__Exercise brief__:
Please rewrite the entries below with every "one box per line" changed to "one box on each line" and all other text unchanged, leaving out the pictures.
+===+
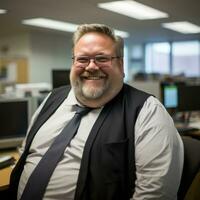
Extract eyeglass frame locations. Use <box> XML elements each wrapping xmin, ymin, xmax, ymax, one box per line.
<box><xmin>72</xmin><ymin>54</ymin><xmax>121</xmax><ymax>68</ymax></box>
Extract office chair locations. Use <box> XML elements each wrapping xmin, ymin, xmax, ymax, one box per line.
<box><xmin>178</xmin><ymin>136</ymin><xmax>200</xmax><ymax>200</ymax></box>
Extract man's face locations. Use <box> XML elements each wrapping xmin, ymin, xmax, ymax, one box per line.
<box><xmin>70</xmin><ymin>32</ymin><xmax>123</xmax><ymax>104</ymax></box>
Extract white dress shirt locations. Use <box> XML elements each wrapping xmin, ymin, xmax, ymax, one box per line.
<box><xmin>18</xmin><ymin>90</ymin><xmax>183</xmax><ymax>200</ymax></box>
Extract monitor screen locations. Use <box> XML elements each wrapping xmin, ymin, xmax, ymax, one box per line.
<box><xmin>0</xmin><ymin>98</ymin><xmax>30</xmax><ymax>149</ymax></box>
<box><xmin>161</xmin><ymin>83</ymin><xmax>178</xmax><ymax>109</ymax></box>
<box><xmin>52</xmin><ymin>69</ymin><xmax>70</xmax><ymax>88</ymax></box>
<box><xmin>163</xmin><ymin>85</ymin><xmax>178</xmax><ymax>108</ymax></box>
<box><xmin>178</xmin><ymin>84</ymin><xmax>200</xmax><ymax>111</ymax></box>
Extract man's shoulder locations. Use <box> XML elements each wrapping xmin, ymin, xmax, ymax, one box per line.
<box><xmin>124</xmin><ymin>83</ymin><xmax>152</xmax><ymax>99</ymax></box>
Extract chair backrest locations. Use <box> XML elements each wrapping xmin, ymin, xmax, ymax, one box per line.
<box><xmin>178</xmin><ymin>136</ymin><xmax>200</xmax><ymax>200</ymax></box>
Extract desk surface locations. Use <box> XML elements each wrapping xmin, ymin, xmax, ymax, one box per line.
<box><xmin>0</xmin><ymin>150</ymin><xmax>19</xmax><ymax>187</ymax></box>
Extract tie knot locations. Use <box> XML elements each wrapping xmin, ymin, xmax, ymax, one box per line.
<box><xmin>75</xmin><ymin>105</ymin><xmax>92</xmax><ymax>116</ymax></box>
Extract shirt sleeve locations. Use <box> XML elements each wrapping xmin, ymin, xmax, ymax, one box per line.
<box><xmin>133</xmin><ymin>96</ymin><xmax>183</xmax><ymax>200</ymax></box>
<box><xmin>18</xmin><ymin>93</ymin><xmax>51</xmax><ymax>155</ymax></box>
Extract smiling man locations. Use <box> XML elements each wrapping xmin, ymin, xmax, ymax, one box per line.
<box><xmin>8</xmin><ymin>24</ymin><xmax>183</xmax><ymax>200</ymax></box>
<box><xmin>70</xmin><ymin>29</ymin><xmax>124</xmax><ymax>107</ymax></box>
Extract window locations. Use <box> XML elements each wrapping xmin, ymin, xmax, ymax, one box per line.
<box><xmin>172</xmin><ymin>41</ymin><xmax>200</xmax><ymax>77</ymax></box>
<box><xmin>145</xmin><ymin>42</ymin><xmax>170</xmax><ymax>74</ymax></box>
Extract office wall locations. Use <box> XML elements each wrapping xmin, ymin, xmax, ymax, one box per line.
<box><xmin>0</xmin><ymin>33</ymin><xmax>30</xmax><ymax>57</ymax></box>
<box><xmin>30</xmin><ymin>32</ymin><xmax>72</xmax><ymax>83</ymax></box>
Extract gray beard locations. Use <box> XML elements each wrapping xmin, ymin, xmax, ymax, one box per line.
<box><xmin>72</xmin><ymin>80</ymin><xmax>109</xmax><ymax>100</ymax></box>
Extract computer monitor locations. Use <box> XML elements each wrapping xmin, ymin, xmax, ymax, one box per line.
<box><xmin>0</xmin><ymin>98</ymin><xmax>32</xmax><ymax>149</ymax></box>
<box><xmin>161</xmin><ymin>83</ymin><xmax>178</xmax><ymax>109</ymax></box>
<box><xmin>52</xmin><ymin>69</ymin><xmax>70</xmax><ymax>88</ymax></box>
<box><xmin>178</xmin><ymin>84</ymin><xmax>200</xmax><ymax>111</ymax></box>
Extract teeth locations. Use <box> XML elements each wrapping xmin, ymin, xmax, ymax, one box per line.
<box><xmin>86</xmin><ymin>76</ymin><xmax>101</xmax><ymax>80</ymax></box>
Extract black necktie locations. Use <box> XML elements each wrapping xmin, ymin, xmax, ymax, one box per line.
<box><xmin>20</xmin><ymin>106</ymin><xmax>91</xmax><ymax>200</ymax></box>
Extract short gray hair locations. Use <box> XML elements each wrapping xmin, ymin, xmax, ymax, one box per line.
<box><xmin>72</xmin><ymin>24</ymin><xmax>124</xmax><ymax>57</ymax></box>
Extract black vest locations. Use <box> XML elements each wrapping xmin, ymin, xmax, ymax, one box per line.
<box><xmin>10</xmin><ymin>84</ymin><xmax>150</xmax><ymax>200</ymax></box>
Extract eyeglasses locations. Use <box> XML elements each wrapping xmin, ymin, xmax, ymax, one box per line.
+===+
__Result of this task__:
Extract eyeglass frame locations. Use <box> XML elements each wrapping xmin, ymin, xmax, ymax, one box on each line.
<box><xmin>72</xmin><ymin>54</ymin><xmax>121</xmax><ymax>68</ymax></box>
Extract office chair locations. Use <box> XML elements each wrapping xmin, ymin, xmax, ymax, one box on each line.
<box><xmin>178</xmin><ymin>136</ymin><xmax>200</xmax><ymax>200</ymax></box>
Extract man's face locations. Use <box> XML elements each wrapping xmin, ymin, xmax, ymax, one box on each line.
<box><xmin>70</xmin><ymin>32</ymin><xmax>123</xmax><ymax>104</ymax></box>
Extract white dress shirt locations. Use <box> XML elements each wrapping xmin, ymin, xmax, ymax, one box on each line.
<box><xmin>18</xmin><ymin>90</ymin><xmax>183</xmax><ymax>200</ymax></box>
Extract monitor screen locations. Use <box> XML elements each wrapping xmin, ymin, xmax, ymax, one box on each line.
<box><xmin>0</xmin><ymin>98</ymin><xmax>30</xmax><ymax>149</ymax></box>
<box><xmin>161</xmin><ymin>83</ymin><xmax>178</xmax><ymax>109</ymax></box>
<box><xmin>52</xmin><ymin>69</ymin><xmax>70</xmax><ymax>88</ymax></box>
<box><xmin>163</xmin><ymin>85</ymin><xmax>178</xmax><ymax>108</ymax></box>
<box><xmin>178</xmin><ymin>84</ymin><xmax>200</xmax><ymax>111</ymax></box>
Extract man's shoulder locations. Use <box> XML elements each wrapping xmin, ymin, xmax, ymax, one box on each line.
<box><xmin>124</xmin><ymin>83</ymin><xmax>152</xmax><ymax>99</ymax></box>
Extract chair backrest locations. Use <box> XML elements each wrapping xmin, ymin, xmax, ymax, one box on each line.
<box><xmin>178</xmin><ymin>136</ymin><xmax>200</xmax><ymax>200</ymax></box>
Extract desk surface locations. Use <box> XML elements each wrapping xmin, ymin, xmax, ymax, one box on each line.
<box><xmin>0</xmin><ymin>150</ymin><xmax>19</xmax><ymax>187</ymax></box>
Extract tie knot locations. Use <box> XML elements each wrapping xmin, ymin, xmax, ymax, one box on each line.
<box><xmin>75</xmin><ymin>105</ymin><xmax>92</xmax><ymax>116</ymax></box>
Extract shirt sleeve locations. Use <box> XML elements each wrapping xmin, ymin, xmax, ymax, one box on each line.
<box><xmin>133</xmin><ymin>96</ymin><xmax>183</xmax><ymax>200</ymax></box>
<box><xmin>18</xmin><ymin>93</ymin><xmax>51</xmax><ymax>155</ymax></box>
Extract smiling man locations. Use <box> XML elements each wrapping xmin, ymin, xmax, ymax, one box on each line.
<box><xmin>8</xmin><ymin>24</ymin><xmax>183</xmax><ymax>200</ymax></box>
<box><xmin>70</xmin><ymin>29</ymin><xmax>124</xmax><ymax>107</ymax></box>
Extract window locations. Use <box> XML elements each wrapping xmin, ymin, xmax, ymax, one box on each line.
<box><xmin>172</xmin><ymin>41</ymin><xmax>200</xmax><ymax>77</ymax></box>
<box><xmin>145</xmin><ymin>42</ymin><xmax>170</xmax><ymax>74</ymax></box>
Extract office wall locations. Use <box> XML elements each wrapping xmin, ymin, xmax, ymax, one box on each line.
<box><xmin>0</xmin><ymin>33</ymin><xmax>30</xmax><ymax>57</ymax></box>
<box><xmin>30</xmin><ymin>32</ymin><xmax>72</xmax><ymax>83</ymax></box>
Extract gray beard locations. Use <box> XML elements each wrapping xmin, ymin, xmax, ymax, one box on each line.
<box><xmin>72</xmin><ymin>80</ymin><xmax>109</xmax><ymax>100</ymax></box>
Extract computer monitor locations. Use <box> XML elements each wrapping xmin, ymin, xmax, ymax, one box on each line.
<box><xmin>0</xmin><ymin>98</ymin><xmax>32</xmax><ymax>149</ymax></box>
<box><xmin>161</xmin><ymin>83</ymin><xmax>178</xmax><ymax>109</ymax></box>
<box><xmin>52</xmin><ymin>69</ymin><xmax>70</xmax><ymax>88</ymax></box>
<box><xmin>178</xmin><ymin>84</ymin><xmax>200</xmax><ymax>111</ymax></box>
Extract teeth locations. Use <box> XML elements each wrapping xmin, ymin, xmax, ymax, one box on each line.
<box><xmin>86</xmin><ymin>76</ymin><xmax>101</xmax><ymax>80</ymax></box>
Extract black necktie locations. Use <box> XML elements each wrapping xmin, ymin, xmax, ymax, one box on each line.
<box><xmin>20</xmin><ymin>106</ymin><xmax>91</xmax><ymax>200</ymax></box>
Extract short gray hair locations. Use <box> XML elements each wrapping xmin, ymin, xmax, ymax, one box on each line.
<box><xmin>72</xmin><ymin>24</ymin><xmax>124</xmax><ymax>57</ymax></box>
Extract black vest locations. Use <box> XML elements each wrapping xmin, ymin, xmax, ymax, one box on each line.
<box><xmin>10</xmin><ymin>84</ymin><xmax>150</xmax><ymax>200</ymax></box>
Extract eyeglasses locations. Use <box> XML elements each wrapping xmin, ymin, xmax, ymax, one box on each line.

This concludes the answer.